[PROVIDED MATERIAL]
..........

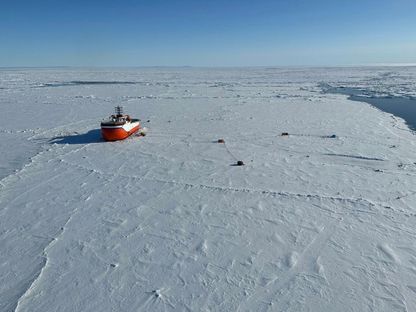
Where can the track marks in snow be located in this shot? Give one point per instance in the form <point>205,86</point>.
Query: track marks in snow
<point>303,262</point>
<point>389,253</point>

..........

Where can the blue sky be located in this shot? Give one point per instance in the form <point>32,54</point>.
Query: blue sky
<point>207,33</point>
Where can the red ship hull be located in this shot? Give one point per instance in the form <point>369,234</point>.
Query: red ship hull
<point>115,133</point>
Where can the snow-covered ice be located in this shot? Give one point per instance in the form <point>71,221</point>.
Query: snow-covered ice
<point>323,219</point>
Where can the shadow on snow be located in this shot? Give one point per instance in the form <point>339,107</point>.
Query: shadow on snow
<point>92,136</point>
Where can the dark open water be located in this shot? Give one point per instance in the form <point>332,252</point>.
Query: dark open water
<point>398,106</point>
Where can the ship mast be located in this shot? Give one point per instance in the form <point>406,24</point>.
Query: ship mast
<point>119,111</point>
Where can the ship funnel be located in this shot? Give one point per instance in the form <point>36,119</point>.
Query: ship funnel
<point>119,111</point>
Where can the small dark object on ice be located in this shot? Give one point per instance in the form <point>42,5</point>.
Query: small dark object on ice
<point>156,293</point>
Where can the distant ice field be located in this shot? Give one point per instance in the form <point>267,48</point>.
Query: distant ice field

..........

[TASK TO CARRY OUT]
Reproduce the data starting with the line that contains "Where can the snow-covered" and going on through the line that contains "Query: distant ice field", substituting "image" for each occurrence of "shot" and leaving everything else unchanged.

[RESPONSE TO THE EXERCISE]
Where can the snow-covered ice be located in this image? Give one point per instance in the form <point>71,221</point>.
Query: snow-covered ice
<point>323,219</point>
Where can the shadow on snow be located in this image? Give one point per instance in the form <point>339,107</point>.
Query: shadow on snow
<point>92,136</point>
Where can the dark open water be located in this image? Give one point per instance in the form <point>332,252</point>.
Query: dark open water
<point>398,106</point>
Where can the ship mast be located in this image? Give one point per instance in the form <point>406,24</point>.
Query: ship mast
<point>119,111</point>
Where can the ship funnel be located in this image? Give one point per instance in the form <point>36,119</point>.
Query: ship funnel
<point>119,111</point>
Where can the small dark object on ice be located in this image? Give one point per instance in the form <point>42,5</point>.
Query: small dark object on ice
<point>156,293</point>
Where can the distant ice field be located in this image? Give one point per instance in the form <point>267,48</point>.
Query: distant ice field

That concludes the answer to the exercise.